* Start *

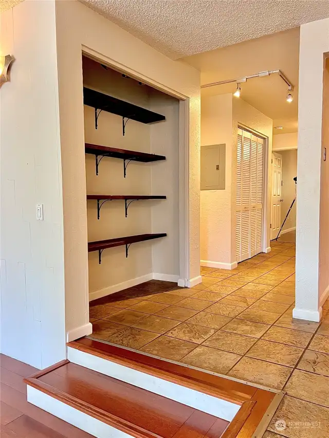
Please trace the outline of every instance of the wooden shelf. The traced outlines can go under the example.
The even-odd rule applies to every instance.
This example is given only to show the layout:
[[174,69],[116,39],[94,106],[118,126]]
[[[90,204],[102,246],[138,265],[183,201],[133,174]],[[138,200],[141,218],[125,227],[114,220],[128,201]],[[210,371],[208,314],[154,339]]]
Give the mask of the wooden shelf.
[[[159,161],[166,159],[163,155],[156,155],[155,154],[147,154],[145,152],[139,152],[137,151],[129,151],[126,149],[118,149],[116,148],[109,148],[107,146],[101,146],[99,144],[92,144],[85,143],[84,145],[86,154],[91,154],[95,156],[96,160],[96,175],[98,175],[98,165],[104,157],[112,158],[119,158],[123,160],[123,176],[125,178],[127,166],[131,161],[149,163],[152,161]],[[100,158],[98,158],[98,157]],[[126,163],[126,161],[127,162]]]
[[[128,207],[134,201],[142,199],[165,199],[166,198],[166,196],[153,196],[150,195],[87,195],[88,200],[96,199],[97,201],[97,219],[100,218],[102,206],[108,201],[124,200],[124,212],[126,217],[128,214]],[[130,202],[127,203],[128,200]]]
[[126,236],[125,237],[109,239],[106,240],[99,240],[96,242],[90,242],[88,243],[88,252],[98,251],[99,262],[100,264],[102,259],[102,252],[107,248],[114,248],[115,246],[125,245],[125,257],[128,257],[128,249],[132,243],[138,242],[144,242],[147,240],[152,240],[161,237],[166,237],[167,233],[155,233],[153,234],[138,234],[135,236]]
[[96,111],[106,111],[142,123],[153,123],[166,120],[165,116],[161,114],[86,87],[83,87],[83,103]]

* End *

* _Stated exercise_: Copy the lines word for word, from the first line down through the one containing "Give the mask of the wooden shelf.", both included. Leave the picture out of your copy.

* _Exercise solution_:
Please trace the outline of every instance of the wooden shelf. The traced outlines can go under the example.
The even-odd rule applies to every instance.
This example is given only to show the layout:
[[174,69],[116,39],[94,106],[118,126]]
[[[90,204],[102,246],[138,265],[183,201],[133,174]],[[138,200],[141,218],[125,227],[114,220],[128,201]],[[210,371],[208,314],[154,339]]]
Give the mask of the wooden shelf.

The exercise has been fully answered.